━━━━━ TEXTO APRESENTADO ━━━━━

Ana Morgado era o rosto da indignação e da revolta, naquela terça-feira de aparente acalmia em Castanheira. Mas chegou o meio do dia e o vento mudou. Tudo se agrava quando o vento muda. E o fogo, que já estava controlado na parte sul do concelho, chegava agora do Norte, por onde o incêndio de Góis fazia caminho desde Domingo. Castanheira de Pêra foi um concelho entalado entre os dois incêndios (o de Pedrógão Grande e o de Góis), e é agora uma terra arrasada a negro, a pedir ajuda para “renascer das cinzas”, como dizia o presidente da Câmara, Fernando Lopes.

━━━━━

INSTRUÇÃO DADA 1 -> Copie sem qualquer alteração as linhas dos registos, desde a que contém "Task: put a single marker on each instance of the paved" até à que contém "[(157, 62)]", ambas incluídas.
O texto e os registos são independentes um do outro.

━━━━━ REGISTOS EXTRAÍDOS ━━━━━

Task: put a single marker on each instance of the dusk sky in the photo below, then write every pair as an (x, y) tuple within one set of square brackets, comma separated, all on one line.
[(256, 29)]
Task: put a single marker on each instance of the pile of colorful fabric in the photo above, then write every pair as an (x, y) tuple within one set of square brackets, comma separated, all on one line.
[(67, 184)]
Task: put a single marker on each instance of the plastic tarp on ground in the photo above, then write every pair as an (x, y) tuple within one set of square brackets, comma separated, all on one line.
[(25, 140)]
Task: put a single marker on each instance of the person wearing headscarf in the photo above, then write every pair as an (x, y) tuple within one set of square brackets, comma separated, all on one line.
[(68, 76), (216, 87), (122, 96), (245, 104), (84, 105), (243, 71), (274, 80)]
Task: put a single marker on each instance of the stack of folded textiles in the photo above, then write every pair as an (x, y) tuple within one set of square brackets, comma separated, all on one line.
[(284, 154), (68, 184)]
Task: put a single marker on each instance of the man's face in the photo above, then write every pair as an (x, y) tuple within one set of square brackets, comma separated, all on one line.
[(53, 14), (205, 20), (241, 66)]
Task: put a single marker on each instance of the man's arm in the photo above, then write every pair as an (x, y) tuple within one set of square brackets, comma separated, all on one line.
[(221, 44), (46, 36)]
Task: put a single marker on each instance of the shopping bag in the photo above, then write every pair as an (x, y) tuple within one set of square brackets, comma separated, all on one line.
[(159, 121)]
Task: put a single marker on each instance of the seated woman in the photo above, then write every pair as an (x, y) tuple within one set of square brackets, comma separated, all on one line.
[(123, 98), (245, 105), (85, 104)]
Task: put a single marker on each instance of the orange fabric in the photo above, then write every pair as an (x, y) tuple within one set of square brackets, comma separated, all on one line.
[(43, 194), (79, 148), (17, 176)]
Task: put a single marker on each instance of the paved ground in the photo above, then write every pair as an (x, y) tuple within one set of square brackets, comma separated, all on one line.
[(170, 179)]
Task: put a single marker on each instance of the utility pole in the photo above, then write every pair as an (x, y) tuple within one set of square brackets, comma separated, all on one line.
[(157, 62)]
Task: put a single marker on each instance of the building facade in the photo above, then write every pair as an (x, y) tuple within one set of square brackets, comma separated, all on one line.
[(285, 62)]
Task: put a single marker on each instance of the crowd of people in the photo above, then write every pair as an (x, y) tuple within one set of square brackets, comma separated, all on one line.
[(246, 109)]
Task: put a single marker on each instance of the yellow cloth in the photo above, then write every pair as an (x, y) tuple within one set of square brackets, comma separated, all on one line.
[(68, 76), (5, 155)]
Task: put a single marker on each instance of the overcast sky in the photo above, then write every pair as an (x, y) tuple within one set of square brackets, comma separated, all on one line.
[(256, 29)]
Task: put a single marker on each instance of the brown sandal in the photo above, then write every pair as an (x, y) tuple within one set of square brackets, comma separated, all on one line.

━━━━━

INSTRUÇÃO DADA 2 -> Traduza para inglês a seguinte frase do texto sobre o incêndio em Castanheira de Pêra: "Tudo se agrava quando o vento muda."

RESPOSTA ESCRITA 1 ->
Task: put a single marker on each instance of the paved ground in the photo above, then write every pair as an (x, y) tuple within one set of square brackets, comma separated, all on one line.
[(170, 179)]
Task: put a single marker on each instance of the utility pole in the photo above, then write every pair as an (x, y) tuple within one set of square brackets, comma separated, all on one line.
[(157, 62)]

RESPOSTA ESCRITA 2 -> Everything gets worse when the wind changes.